▶ [Excerpted text]
# Best Gfx card without the requirement of external PCIe connector.



## darth_sithus (Aug 9, 2012)

My friend requires a graphics card which could be able to play games at 720p max but doesn't demand high power

PSU: Corsair CX 430 (PCie connector's pin on the PSU went loose and soldering the pin worsened the situation   )
Budget: 10k max
Monitor: Viewsonic 18.5" LCD. 1366x768 max resolution.

He wont be upgrading PSU and monitor for atleast a year and a half so needs a temporary low/mid-end gfx.


----------



## ram22693 (Aug 9, 2012)

darth_sithus said:


> My friend requires a graphics card which could be able to play games at 720p max but doesn't demand high power
> 
> PSU: Corsair CX 430 (PCie connector's pin on the PSU went loose and soldering the pin worsened the situation   )
> Budget: 10k max
> ...



MSI AMD/ATI R6670 MD1GD5 1 GB DDR5 Graphics Card | Graphics Card | Flipkart.com 

I think this is one of the best that doesn't need a power connector from the PSU.

▶ [Requests]
[a] Answer these about the graphics card forum thread:
(i) Which PSU does the friend have?
(ii) What is the maximum resolution of the friend's monitor?
(iii) Which graphics card does ram22693 recommend?
[b] Can you rewrite the graphics card forum thread starting with "# Best Gfx card" and going on through "1366x768 max resolution.", swapping "Viewsonic" for "Samsung"?
[c] Can you extend the graphics card forum thread with another reply that follows its last sentence?

▶ [Dataset content]
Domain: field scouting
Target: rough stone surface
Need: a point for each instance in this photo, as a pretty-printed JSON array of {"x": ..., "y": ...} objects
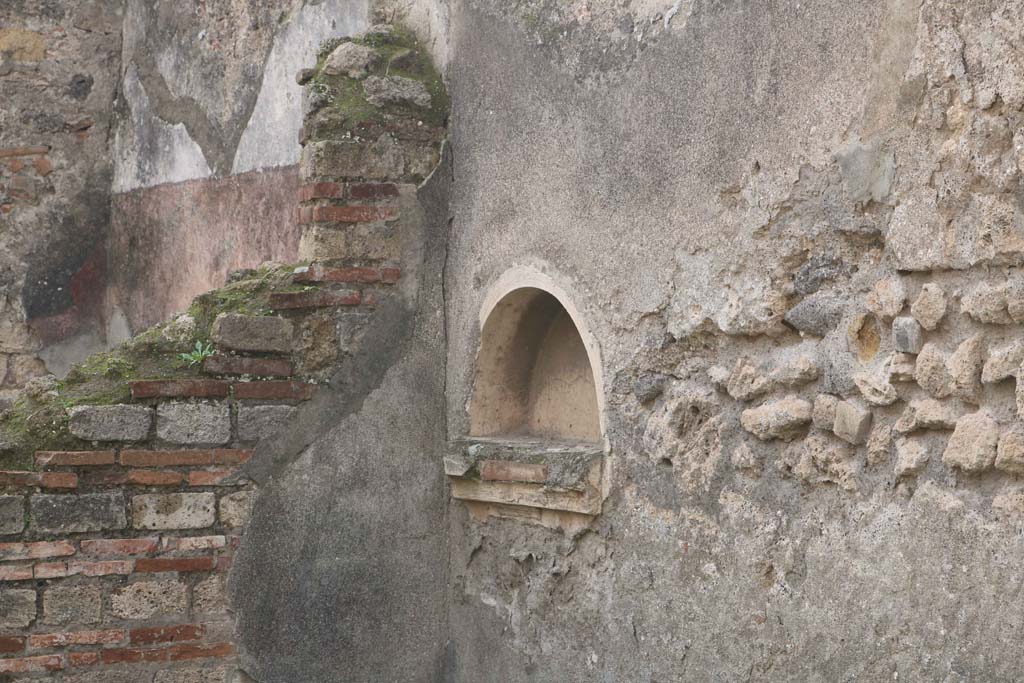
[
  {"x": 85, "y": 512},
  {"x": 146, "y": 599},
  {"x": 207, "y": 424},
  {"x": 853, "y": 422},
  {"x": 158, "y": 511},
  {"x": 256, "y": 422},
  {"x": 17, "y": 607},
  {"x": 784, "y": 419},
  {"x": 973, "y": 444},
  {"x": 930, "y": 306},
  {"x": 11, "y": 514},
  {"x": 253, "y": 333},
  {"x": 73, "y": 603},
  {"x": 111, "y": 423}
]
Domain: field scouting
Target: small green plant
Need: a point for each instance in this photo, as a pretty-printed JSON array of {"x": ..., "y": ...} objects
[{"x": 198, "y": 353}]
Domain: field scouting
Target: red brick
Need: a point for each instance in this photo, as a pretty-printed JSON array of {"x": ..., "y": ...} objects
[
  {"x": 58, "y": 480},
  {"x": 347, "y": 214},
  {"x": 314, "y": 299},
  {"x": 35, "y": 551},
  {"x": 24, "y": 152},
  {"x": 120, "y": 546},
  {"x": 15, "y": 572},
  {"x": 46, "y": 640},
  {"x": 210, "y": 477},
  {"x": 322, "y": 190},
  {"x": 167, "y": 634},
  {"x": 74, "y": 458},
  {"x": 190, "y": 543},
  {"x": 31, "y": 665},
  {"x": 158, "y": 564},
  {"x": 373, "y": 190},
  {"x": 500, "y": 470},
  {"x": 235, "y": 365},
  {"x": 178, "y": 652},
  {"x": 155, "y": 478},
  {"x": 274, "y": 390},
  {"x": 11, "y": 644},
  {"x": 184, "y": 458},
  {"x": 178, "y": 389}
]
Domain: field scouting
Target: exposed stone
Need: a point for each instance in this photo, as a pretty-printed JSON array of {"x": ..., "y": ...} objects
[
  {"x": 907, "y": 336},
  {"x": 973, "y": 444},
  {"x": 351, "y": 59},
  {"x": 875, "y": 386},
  {"x": 817, "y": 314},
  {"x": 926, "y": 414},
  {"x": 17, "y": 608},
  {"x": 799, "y": 371},
  {"x": 965, "y": 369},
  {"x": 150, "y": 598},
  {"x": 111, "y": 423},
  {"x": 823, "y": 413},
  {"x": 11, "y": 514},
  {"x": 901, "y": 368},
  {"x": 783, "y": 419},
  {"x": 887, "y": 298},
  {"x": 986, "y": 303},
  {"x": 911, "y": 457},
  {"x": 257, "y": 422},
  {"x": 71, "y": 514},
  {"x": 932, "y": 374},
  {"x": 853, "y": 422},
  {"x": 236, "y": 508},
  {"x": 194, "y": 423},
  {"x": 388, "y": 90},
  {"x": 73, "y": 603},
  {"x": 1003, "y": 363},
  {"x": 253, "y": 333},
  {"x": 1010, "y": 453},
  {"x": 173, "y": 510},
  {"x": 930, "y": 306},
  {"x": 747, "y": 381}
]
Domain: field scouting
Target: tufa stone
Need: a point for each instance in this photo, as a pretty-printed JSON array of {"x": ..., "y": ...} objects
[{"x": 973, "y": 444}]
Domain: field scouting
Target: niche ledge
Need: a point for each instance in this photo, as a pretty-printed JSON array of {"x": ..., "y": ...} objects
[{"x": 531, "y": 473}]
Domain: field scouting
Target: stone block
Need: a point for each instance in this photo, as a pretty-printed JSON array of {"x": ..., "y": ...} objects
[
  {"x": 146, "y": 599},
  {"x": 853, "y": 422},
  {"x": 161, "y": 511},
  {"x": 73, "y": 603},
  {"x": 17, "y": 608},
  {"x": 907, "y": 335},
  {"x": 11, "y": 514},
  {"x": 236, "y": 508},
  {"x": 72, "y": 514},
  {"x": 208, "y": 424},
  {"x": 253, "y": 333},
  {"x": 974, "y": 443},
  {"x": 257, "y": 422},
  {"x": 111, "y": 423}
]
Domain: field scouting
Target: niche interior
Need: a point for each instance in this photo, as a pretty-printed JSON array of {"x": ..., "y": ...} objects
[{"x": 535, "y": 426}]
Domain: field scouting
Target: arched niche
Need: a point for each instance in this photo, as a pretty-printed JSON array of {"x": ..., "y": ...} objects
[{"x": 535, "y": 377}]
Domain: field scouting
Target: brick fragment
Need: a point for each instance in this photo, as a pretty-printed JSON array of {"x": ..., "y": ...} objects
[
  {"x": 233, "y": 365},
  {"x": 194, "y": 458},
  {"x": 44, "y": 641},
  {"x": 314, "y": 299},
  {"x": 36, "y": 550},
  {"x": 74, "y": 458},
  {"x": 167, "y": 634},
  {"x": 120, "y": 546},
  {"x": 178, "y": 389},
  {"x": 160, "y": 564},
  {"x": 274, "y": 390}
]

▶ [Responses]
[a]
(i) Corsair CX 430
(ii) 1366x768
(iii) MSI AMD/ATI R6670 MD1GD5 1 GB DDR5 Graphics Card

[b]
# Best Gfx card without the requirement of external PCIe connector.



## darth_sithus (Aug 9, 2012)

My friend requires a graphics card which could be able to play games at 720p max but doesn't demand high power

PSU: Corsair CX 430 (PCie connector's pin on the PSU went loose and soldering the pin worsened the situation   )
Budget: 10k max
Monitor: Samsung 18.5" LCD. 1366x768 max resolution.

[c]
----------



## Flash (Aug 9, 2012)

I prefer Sapphire 6670 DDR5 over MSI. There are lots available in eBay.


----------



## SunE (Aug 9, 2012)

Hd 7750


----------



## saikiasunny (Aug 9, 2012)

Hd7750 is the fastest card, without a pci-e power connector.


----------



## iittopper (Aug 9, 2012)

7750 for sure

7750 for sure


----------



## coderunknown (Aug 10, 2012)

there should be a new version of 7750 with higher clock.

BTW why don't you try molex to PEG converter?


----------



## Sainatarajan (Aug 10, 2012)

I think you can get HD 6770 @ 7K with a Corsair CX430 V2 @ 2.5K. The total will be 9.5K .


----------



## saswat23 (Aug 10, 2012)

darth_sithus said:


> My friend requires a graphics card which could be able to play games at 720p max but doesn't demand high power
> 
> PSU: Corsair CX 430 (PCie connector's pin on the PSU went loose and soldering the pin worsened the situation   )
> .


HD 7750 is the best option and performance is around that of HD 6770. 
Why don't you try to RMA the PSU! Just say PCIe connector is not working. Moreover older CX-430s (non V2 versions) need to be replaced.

Else go with above suggestion by'Sainatarajan'. Within your budget you get a good card with a better PSU too.


----------



## darth_sithus (Aug 10, 2012)

Sainatarajan said:


> I think you can get HD 6770 @ 7K with a Corsair CX430 V2 @ 2.5K. The total will be 9.5K .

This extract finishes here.